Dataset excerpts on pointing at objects
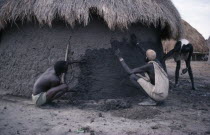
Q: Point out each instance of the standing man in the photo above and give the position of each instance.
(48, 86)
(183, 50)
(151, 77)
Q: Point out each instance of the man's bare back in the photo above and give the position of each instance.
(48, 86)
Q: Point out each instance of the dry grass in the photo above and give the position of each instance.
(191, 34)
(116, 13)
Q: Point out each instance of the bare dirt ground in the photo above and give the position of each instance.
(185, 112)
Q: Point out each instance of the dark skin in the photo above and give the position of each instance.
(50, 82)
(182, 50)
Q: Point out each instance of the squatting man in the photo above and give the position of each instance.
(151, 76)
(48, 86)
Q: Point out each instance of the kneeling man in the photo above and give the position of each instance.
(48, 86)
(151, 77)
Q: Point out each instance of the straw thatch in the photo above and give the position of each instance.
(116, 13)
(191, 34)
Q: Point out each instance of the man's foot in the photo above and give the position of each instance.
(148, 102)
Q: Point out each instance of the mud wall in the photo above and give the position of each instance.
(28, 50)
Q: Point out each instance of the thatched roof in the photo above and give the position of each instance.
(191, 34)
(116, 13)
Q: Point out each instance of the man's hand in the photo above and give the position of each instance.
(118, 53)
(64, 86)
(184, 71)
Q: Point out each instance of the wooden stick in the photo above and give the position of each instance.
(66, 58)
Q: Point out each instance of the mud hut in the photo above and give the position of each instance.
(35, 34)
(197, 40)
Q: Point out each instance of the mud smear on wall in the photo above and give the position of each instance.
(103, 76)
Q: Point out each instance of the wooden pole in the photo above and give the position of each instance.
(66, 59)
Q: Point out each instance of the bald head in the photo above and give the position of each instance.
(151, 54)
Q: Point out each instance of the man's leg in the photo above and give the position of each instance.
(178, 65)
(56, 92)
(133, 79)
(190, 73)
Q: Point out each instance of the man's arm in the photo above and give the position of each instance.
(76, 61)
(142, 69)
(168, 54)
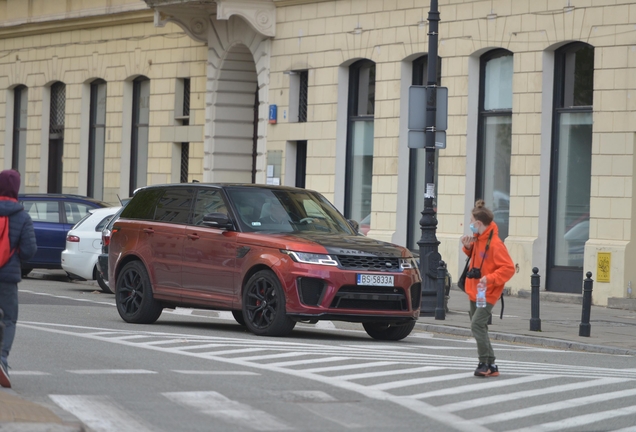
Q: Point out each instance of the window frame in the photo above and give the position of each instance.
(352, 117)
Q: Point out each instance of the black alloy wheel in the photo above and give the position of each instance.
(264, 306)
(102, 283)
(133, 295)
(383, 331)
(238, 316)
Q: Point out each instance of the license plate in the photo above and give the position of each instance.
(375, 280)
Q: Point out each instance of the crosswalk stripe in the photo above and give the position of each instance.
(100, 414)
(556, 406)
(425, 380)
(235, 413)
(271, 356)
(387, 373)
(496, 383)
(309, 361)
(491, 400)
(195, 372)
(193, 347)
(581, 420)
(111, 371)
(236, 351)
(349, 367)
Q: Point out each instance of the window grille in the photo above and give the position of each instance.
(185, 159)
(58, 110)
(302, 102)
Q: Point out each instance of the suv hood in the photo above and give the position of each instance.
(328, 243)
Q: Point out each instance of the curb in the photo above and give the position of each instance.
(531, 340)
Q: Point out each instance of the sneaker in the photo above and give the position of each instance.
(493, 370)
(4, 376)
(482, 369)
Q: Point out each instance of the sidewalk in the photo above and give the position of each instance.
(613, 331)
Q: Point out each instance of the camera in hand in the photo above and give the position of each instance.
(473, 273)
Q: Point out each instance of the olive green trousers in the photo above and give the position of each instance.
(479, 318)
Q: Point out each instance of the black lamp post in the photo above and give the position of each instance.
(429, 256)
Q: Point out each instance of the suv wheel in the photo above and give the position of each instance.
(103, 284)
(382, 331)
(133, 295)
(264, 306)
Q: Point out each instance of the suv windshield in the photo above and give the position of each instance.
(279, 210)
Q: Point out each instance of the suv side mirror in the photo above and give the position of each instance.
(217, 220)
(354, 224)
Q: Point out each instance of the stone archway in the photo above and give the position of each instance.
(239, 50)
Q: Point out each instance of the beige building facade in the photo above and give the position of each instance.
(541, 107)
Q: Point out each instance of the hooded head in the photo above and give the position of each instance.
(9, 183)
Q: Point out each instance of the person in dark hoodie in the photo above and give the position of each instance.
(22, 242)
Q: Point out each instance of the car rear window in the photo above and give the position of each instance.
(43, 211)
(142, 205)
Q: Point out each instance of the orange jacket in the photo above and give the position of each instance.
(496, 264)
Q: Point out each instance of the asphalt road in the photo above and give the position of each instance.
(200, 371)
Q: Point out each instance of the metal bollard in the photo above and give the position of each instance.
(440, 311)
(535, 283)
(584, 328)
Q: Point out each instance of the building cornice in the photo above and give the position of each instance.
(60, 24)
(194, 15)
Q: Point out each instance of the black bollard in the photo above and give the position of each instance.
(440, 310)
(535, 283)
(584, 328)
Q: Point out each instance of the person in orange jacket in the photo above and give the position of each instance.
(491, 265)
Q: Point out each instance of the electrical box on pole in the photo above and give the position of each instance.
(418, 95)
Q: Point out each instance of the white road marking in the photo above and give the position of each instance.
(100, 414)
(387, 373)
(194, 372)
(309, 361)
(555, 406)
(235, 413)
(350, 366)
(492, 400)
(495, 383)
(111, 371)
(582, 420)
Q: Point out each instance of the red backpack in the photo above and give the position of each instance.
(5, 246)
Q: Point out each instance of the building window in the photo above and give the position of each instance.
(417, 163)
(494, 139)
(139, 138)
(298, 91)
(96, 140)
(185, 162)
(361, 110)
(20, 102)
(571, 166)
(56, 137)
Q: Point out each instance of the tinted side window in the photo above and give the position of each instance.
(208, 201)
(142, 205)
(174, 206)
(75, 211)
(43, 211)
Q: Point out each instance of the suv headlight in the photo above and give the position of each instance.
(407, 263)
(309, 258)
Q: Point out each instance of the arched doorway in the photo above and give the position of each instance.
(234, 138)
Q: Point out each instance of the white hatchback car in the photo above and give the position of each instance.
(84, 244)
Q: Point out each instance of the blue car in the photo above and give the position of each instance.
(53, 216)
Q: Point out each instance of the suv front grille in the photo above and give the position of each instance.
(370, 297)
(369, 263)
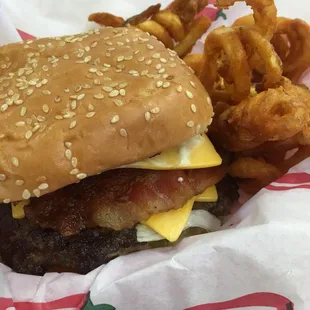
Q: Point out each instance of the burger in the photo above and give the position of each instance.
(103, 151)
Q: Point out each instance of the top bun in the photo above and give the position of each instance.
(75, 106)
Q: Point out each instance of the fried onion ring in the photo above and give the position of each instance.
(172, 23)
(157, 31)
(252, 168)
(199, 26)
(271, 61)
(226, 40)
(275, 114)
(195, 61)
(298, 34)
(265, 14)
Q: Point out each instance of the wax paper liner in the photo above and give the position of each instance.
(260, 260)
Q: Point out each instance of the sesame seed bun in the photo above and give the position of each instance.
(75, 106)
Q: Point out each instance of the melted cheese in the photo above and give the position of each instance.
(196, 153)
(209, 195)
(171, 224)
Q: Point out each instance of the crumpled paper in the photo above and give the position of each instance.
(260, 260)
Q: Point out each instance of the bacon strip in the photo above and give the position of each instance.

* * *

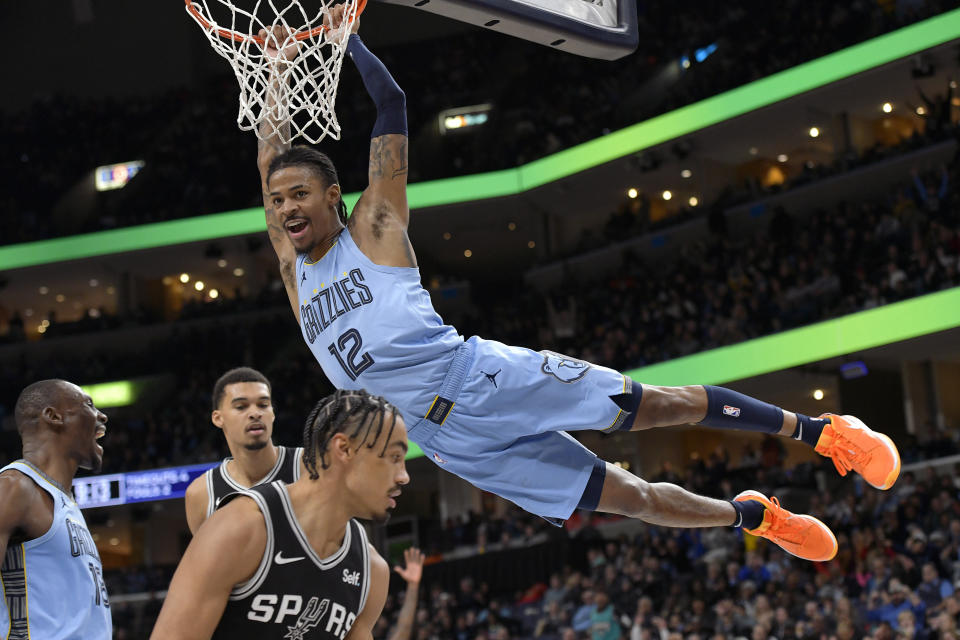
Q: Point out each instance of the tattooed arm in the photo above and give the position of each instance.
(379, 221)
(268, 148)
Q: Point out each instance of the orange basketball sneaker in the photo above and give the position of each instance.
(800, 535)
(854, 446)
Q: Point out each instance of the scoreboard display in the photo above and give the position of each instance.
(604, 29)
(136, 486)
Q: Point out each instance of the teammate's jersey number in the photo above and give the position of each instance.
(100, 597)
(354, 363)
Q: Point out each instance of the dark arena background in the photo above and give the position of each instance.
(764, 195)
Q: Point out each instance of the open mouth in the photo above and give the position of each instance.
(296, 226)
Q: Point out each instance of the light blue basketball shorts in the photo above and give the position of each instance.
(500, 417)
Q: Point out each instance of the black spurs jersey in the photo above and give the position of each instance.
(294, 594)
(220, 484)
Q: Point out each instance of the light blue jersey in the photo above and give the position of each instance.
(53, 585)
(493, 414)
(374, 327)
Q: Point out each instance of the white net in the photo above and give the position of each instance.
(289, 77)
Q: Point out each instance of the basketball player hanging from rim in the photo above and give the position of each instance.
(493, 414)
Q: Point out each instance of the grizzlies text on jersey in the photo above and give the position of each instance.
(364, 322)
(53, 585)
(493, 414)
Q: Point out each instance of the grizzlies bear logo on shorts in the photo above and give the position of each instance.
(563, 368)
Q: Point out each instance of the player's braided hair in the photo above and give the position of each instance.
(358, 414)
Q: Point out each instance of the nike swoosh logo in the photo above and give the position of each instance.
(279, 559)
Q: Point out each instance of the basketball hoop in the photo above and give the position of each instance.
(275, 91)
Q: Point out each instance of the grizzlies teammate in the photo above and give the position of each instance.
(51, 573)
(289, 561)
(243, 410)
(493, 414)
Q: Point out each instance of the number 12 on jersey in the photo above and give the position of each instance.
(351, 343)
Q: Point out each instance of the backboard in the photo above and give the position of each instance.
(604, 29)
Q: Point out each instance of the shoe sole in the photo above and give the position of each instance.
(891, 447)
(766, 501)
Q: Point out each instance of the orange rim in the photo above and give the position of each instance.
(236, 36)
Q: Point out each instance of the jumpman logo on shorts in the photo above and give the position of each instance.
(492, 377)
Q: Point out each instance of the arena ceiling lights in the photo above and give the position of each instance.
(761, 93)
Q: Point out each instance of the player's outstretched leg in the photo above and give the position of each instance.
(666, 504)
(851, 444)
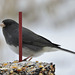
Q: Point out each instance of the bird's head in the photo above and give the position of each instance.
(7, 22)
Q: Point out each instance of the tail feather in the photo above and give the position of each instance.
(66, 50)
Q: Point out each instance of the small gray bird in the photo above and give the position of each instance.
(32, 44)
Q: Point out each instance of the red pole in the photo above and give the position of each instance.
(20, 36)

- [Instructions for the task]: Find every line in the entries above that contains the word "road", and copy each of those lines.

- [Full answer]:
Q: Point out each instance of the asphalt road in the photo above and give the position of each instance.
Q: Point out each instance of the white road marking in the photo above and give the position of each instance.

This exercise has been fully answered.